NEWS RELEASE / August 19, 2019
Juvenile justice study shows Alabama could reap enormous benefits and
shrink its school-to-prison pipeline by adopting new approach to
common youth misbehavior
Study also reveals more black youth charged than white youth,
and children as young as 10 years of age have been charged with juvenile misdemeanors.
ST PETERSBURG, FL — A study released by a nonpartisan think tank specializing in juvenile justice shows Alabama utilizing an alternative to arrests for common youth misbehavior would have enormous benefits for public safety, taxpayers and the futures of youth. Juvenile civil citations, a data-supported prearrest diversion, are an alternative to arrests for common youth misbehavior utilized successfully in Florida, which is a national model for the approach. Study at www.caruthers.institute
The study — called “Arrests for common youth misbehavior in Alabama” – conducted by The Caruthers Institute reveals that Alabama, which does not have a statewide prearrest diversion program, could have saved more than $52 million and arrested nearly 36,000 fewer children over the five-year period of 2012-2016 by using Florida’s juvenile civil citation effort as a model. Additionally, the tens of thousands of children issued juvenile civil citations would have been able to move forward in their lives without an arrest record, which negatively impacts education, employment, housing, loans and other key quality of life factors. Alabama does not have a statewide prearrest diversion program.

CHALLENGE A: Give every line of the listing below as a numbered list, leaving out any blank lines.

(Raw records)
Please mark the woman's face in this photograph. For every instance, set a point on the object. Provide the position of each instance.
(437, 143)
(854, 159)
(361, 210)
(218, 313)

CHALLENGE B: Translate this sentence from the juvenile justice news release into Spanish: "Alabama does not have a statewide prearrest diversion program."

SOLUTION A:
1. Please mark the woman's face in this photograph. For every instance, set a point on the object. Provide the position of each instance.
2. (437, 143)
3. (854, 159)
4. (361, 210)
5. (218, 313)

SOLUTION B: Alabama no tiene un programa estatal de desvío previo al arresto.